Stated problem:
Rescale the stretch of lines from the start through the line containing "(232, 52), (297, 127)", both ends included, and reproduce all of it, requests included. Multiply each bounding-box coordinate in the answers by 1.9 and round to a whole number, with halves rounded up. Leave every other number unchanged.

The records:
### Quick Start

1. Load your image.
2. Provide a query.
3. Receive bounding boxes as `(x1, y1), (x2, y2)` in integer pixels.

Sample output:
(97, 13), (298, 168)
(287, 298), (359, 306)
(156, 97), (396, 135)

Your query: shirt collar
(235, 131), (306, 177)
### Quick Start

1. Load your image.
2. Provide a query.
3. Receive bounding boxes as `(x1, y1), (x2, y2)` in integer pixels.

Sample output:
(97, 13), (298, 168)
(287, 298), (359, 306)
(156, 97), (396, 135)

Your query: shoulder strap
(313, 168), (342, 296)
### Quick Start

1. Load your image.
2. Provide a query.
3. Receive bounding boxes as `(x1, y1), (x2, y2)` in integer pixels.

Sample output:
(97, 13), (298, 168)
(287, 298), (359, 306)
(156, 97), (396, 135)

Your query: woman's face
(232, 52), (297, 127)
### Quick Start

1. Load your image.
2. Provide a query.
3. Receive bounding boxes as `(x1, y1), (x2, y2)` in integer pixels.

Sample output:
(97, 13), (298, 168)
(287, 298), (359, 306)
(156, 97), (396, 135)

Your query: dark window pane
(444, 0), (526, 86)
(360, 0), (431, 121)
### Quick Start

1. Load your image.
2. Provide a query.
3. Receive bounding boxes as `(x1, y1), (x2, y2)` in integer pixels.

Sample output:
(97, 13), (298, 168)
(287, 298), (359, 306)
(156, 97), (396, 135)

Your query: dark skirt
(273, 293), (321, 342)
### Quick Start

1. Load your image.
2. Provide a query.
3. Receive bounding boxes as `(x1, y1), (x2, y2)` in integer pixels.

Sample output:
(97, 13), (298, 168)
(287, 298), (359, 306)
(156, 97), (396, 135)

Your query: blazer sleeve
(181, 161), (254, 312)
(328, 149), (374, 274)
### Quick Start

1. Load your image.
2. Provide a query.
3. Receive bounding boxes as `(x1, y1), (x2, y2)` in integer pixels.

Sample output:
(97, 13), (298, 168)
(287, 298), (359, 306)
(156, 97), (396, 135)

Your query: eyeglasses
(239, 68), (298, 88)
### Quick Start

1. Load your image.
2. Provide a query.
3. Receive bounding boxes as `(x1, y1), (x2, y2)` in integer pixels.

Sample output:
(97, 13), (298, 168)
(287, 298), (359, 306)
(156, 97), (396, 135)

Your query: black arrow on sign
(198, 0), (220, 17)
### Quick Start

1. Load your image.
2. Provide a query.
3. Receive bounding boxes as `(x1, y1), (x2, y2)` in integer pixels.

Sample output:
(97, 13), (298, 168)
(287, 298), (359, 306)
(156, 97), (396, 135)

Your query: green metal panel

Exercise result:
### Quick Start

1. Load your image.
2. Provide a query.
3. Receive bounding boxes as `(x1, y1), (x2, y2)` in integer pixels.

Sample output:
(97, 13), (298, 168)
(287, 298), (359, 306)
(156, 97), (396, 135)

Your query: shirt collar
(447, 249), (581, 336)
### Quick Start

1. Load your image.
2. Provide a query.
3. Receive bounding boxes as `(x1, y1), (x2, y2)` in integer pixels.

Sample output:
(97, 13), (298, 168)
(287, 298), (359, 306)
(156, 97), (396, 135)

Your query: shoulder strap
(595, 319), (650, 562)
### Quick Start

1. Load your image.
2. Provide a query.
3. Receive bounding boxes as `(x1, y1), (x2, y2)` in integer pixels.

Sample output:
(97, 13), (298, 168)
(287, 298), (359, 306)
(156, 97), (396, 135)

Your query: woman's face
(441, 99), (564, 241)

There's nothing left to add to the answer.